=== PROVIDED PASSAGE ===
•••••

The damage to the U.S economy from the war with Iran is widespread. We should begin with how the war has driven up the cost of living, which was already higher than many households could afford.
Gas prices are above $4 a gallon for the first time since August 2022. On April 15, the average price of a gallon of gas was 37.9% higher than when the war began. (See Table 1.) It was also well above the $3.21 average when Trump took office in January 2025. Higher gas prices disproportionately hurt low-income households. In 2024, 3.4% of the spending of the poorest 20% of households went to buying gas, while that figure was only 2.3% for the richest 20% of households.
It’s a similar story for the price of diesel. On April 15, the price of a gallon of diesel was 49.2% more than its price before the start of the war. That was also considerably more than what consumers paid for diesel at the beginning of Trump’s second term. Higher diesel prices also increase the costs of the trucking industry, which in turn increases costs for food companies, and then food prices. Higher diesel prices also drive up the price of residential heating oil, which is interchangeable with diesel.
The war has pushed up other U.S. prices as well. For instance, 40% of U.S. electricity is generated by natural gas, according to Inside Climate News. With the supply of liquefied natural gas compromised by the war, many people are facing higher utility bills.

•••••

=== INSTRUCTIONS ===
[A] In the passage, how much higher was the price of a gallon of diesel on April 15 than before the war started?
[B] Write out the passage from "Gas prices are" up to and including "20% of households.", but switch "households" to "families".
The items have nothing to do with the passage.

=== INFORMATION PROVIDED ===
•••••

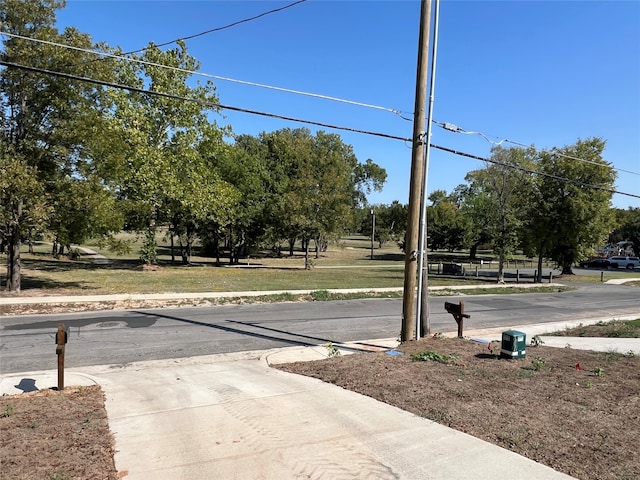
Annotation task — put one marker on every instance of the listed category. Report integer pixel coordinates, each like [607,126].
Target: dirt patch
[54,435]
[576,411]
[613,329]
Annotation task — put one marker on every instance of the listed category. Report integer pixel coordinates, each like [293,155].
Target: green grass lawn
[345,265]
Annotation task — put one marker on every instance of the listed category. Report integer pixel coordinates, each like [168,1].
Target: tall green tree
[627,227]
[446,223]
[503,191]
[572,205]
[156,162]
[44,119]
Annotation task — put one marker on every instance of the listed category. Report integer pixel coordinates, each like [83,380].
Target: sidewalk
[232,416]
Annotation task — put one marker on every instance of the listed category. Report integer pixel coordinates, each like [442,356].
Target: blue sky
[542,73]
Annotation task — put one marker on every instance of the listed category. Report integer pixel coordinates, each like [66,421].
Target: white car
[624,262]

•••••

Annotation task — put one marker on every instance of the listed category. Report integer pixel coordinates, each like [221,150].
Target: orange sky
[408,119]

•••••

=== EXPECTED ANSWERS ===
[A] 49.2% higher

[B]
Gas prices are above $4 a gallon for the first time since August 2022. On April 15, the average price of a gallon of gas was 37.9% higher than when the war began. (See Table 1.) It was also well above the $3.21 average when Trump took office in January 2025. Higher gas prices disproportionately hurt low-income families. In 2024, 3.4% of the spending of the poorest 20% of families went to buying gas, while that figure was only 2.3% for the richest 20% of families.